DATA TO EXAMINE Start Marker

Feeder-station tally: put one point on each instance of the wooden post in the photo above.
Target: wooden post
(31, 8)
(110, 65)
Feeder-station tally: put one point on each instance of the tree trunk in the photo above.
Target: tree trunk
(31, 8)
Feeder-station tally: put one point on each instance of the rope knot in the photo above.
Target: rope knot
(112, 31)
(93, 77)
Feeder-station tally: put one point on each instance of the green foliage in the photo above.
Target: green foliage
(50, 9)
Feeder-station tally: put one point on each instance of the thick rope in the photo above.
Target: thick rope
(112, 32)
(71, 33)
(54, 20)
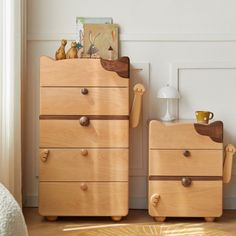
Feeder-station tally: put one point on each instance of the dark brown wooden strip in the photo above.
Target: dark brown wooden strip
(120, 66)
(213, 130)
(152, 177)
(76, 117)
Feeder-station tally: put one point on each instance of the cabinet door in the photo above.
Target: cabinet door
(186, 162)
(84, 101)
(83, 198)
(200, 199)
(98, 133)
(84, 165)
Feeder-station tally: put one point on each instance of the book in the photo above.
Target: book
(101, 41)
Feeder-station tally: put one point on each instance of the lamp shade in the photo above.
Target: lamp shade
(168, 92)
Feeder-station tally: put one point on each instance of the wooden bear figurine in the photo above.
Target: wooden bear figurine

DATA TO EXAMINE End Marker

● TASK ITEM
Each line of the listing must be restated word for word, and the pictures left out.

● RESPONSE BELOW
Feeder-station tally: put one point on each instance of the wooden post in the photo above.
Target: wooden post
(31, 8)
(110, 65)
Feeder-station tally: put one point on each instance of the tree trunk in the photo above.
Target: tree trunk
(31, 8)
Feeder-station tally: put one point on each instance of the rope knot in the photo above.
Target: rope knot
(112, 31)
(93, 77)
Feeder-station tally: put one point on each instance of the green foliage in the photo above.
Target: green foliage
(50, 9)
Feeder-station tally: put one point on each instance of the thick rope in the photo above.
Target: thick rope
(112, 32)
(71, 33)
(54, 20)
Feeder-station tally: put one point on each instance of the dark brown wooden strip in the photo above.
Target: dark brown wooden strip
(120, 66)
(213, 130)
(152, 177)
(76, 117)
Feeder-station tally: put one point on each instance of the cabinet door in the photo above.
Target: cabinet door
(186, 162)
(84, 101)
(83, 198)
(200, 199)
(98, 133)
(84, 165)
Feeder-station tally: put one point on each instance of the book in the photo above.
Target: book
(101, 41)
Feeder-station tally: put one point on each instance of the lamp shade in the photo above.
Target: lamp shade
(168, 92)
Feeder-station tally: put one point on each instance of the wooden bear figurine in the photo above.
Target: wooden bear figurine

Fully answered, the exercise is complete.